▶ DESCRIPTION OF THE TASK: Count how many lines of the material below contain the string "dark", matching case exactly. Reply with that number alone.
┏━━
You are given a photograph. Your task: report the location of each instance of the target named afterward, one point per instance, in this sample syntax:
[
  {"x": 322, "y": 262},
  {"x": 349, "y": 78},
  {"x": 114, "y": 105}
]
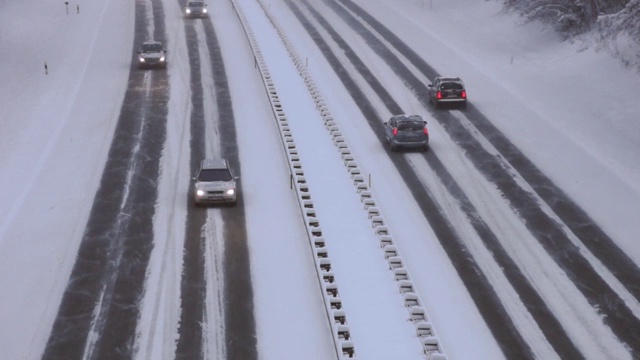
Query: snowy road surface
[{"x": 518, "y": 228}]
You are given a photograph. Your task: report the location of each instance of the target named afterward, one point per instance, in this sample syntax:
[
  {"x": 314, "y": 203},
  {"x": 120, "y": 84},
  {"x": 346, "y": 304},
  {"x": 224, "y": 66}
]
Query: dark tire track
[
  {"x": 502, "y": 327},
  {"x": 534, "y": 303},
  {"x": 589, "y": 233},
  {"x": 113, "y": 256},
  {"x": 240, "y": 326},
  {"x": 240, "y": 338},
  {"x": 549, "y": 233},
  {"x": 193, "y": 286}
]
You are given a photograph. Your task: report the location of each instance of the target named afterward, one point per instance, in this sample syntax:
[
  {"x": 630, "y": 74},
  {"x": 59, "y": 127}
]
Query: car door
[{"x": 388, "y": 128}]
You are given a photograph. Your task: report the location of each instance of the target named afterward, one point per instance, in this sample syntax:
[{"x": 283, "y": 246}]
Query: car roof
[
  {"x": 214, "y": 164},
  {"x": 407, "y": 117},
  {"x": 452, "y": 79}
]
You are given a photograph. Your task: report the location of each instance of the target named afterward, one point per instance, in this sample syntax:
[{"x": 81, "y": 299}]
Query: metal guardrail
[{"x": 345, "y": 348}]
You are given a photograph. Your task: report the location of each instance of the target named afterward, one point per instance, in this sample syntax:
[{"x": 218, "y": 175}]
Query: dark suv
[
  {"x": 447, "y": 90},
  {"x": 195, "y": 9},
  {"x": 407, "y": 131}
]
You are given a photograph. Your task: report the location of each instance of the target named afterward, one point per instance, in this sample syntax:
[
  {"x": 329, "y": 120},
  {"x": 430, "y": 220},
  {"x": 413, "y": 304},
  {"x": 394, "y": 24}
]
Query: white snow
[{"x": 572, "y": 110}]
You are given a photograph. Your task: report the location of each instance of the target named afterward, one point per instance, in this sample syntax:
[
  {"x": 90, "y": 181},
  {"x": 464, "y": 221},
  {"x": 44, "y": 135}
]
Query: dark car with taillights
[
  {"x": 447, "y": 90},
  {"x": 407, "y": 131}
]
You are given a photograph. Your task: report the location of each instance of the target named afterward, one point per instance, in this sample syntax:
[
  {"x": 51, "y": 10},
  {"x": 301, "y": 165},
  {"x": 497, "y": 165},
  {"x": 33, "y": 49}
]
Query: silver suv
[
  {"x": 214, "y": 182},
  {"x": 195, "y": 9},
  {"x": 152, "y": 54},
  {"x": 407, "y": 131}
]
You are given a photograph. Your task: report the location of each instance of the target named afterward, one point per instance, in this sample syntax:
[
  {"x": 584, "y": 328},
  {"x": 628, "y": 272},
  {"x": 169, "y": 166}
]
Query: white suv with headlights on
[
  {"x": 214, "y": 183},
  {"x": 152, "y": 54}
]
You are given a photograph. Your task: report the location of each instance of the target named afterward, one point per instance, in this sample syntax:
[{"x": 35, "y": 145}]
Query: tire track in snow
[
  {"x": 98, "y": 313},
  {"x": 550, "y": 234},
  {"x": 239, "y": 322},
  {"x": 494, "y": 313}
]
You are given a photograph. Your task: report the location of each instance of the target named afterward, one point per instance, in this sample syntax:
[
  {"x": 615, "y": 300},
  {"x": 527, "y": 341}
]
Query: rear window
[
  {"x": 215, "y": 175},
  {"x": 152, "y": 47},
  {"x": 451, "y": 86},
  {"x": 410, "y": 125}
]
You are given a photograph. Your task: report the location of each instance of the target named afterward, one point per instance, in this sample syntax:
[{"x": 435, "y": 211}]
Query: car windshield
[
  {"x": 215, "y": 175},
  {"x": 410, "y": 125},
  {"x": 451, "y": 86},
  {"x": 151, "y": 47}
]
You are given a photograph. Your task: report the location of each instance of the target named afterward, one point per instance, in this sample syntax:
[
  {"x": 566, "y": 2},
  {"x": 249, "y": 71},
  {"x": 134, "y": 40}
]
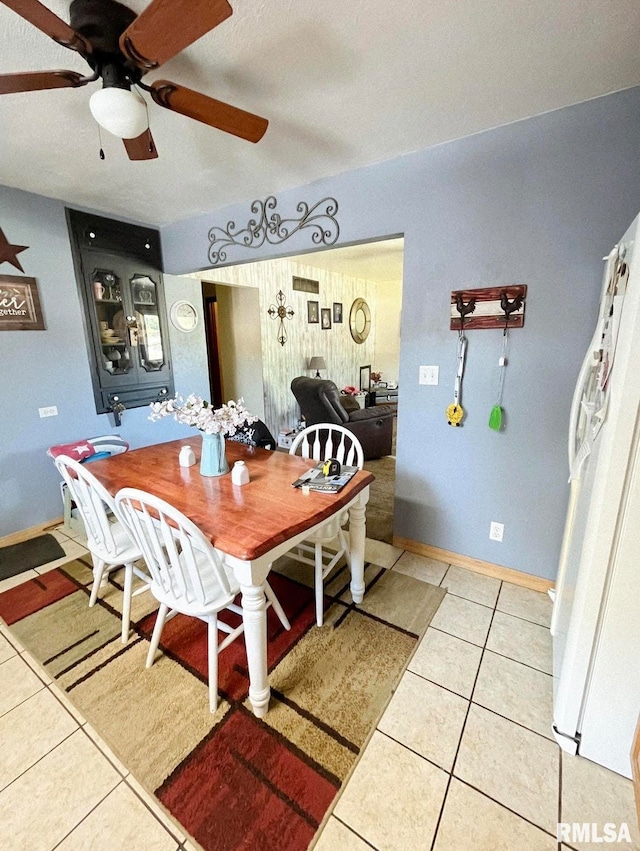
┗━━
▶ FINISHED ANSWER: 3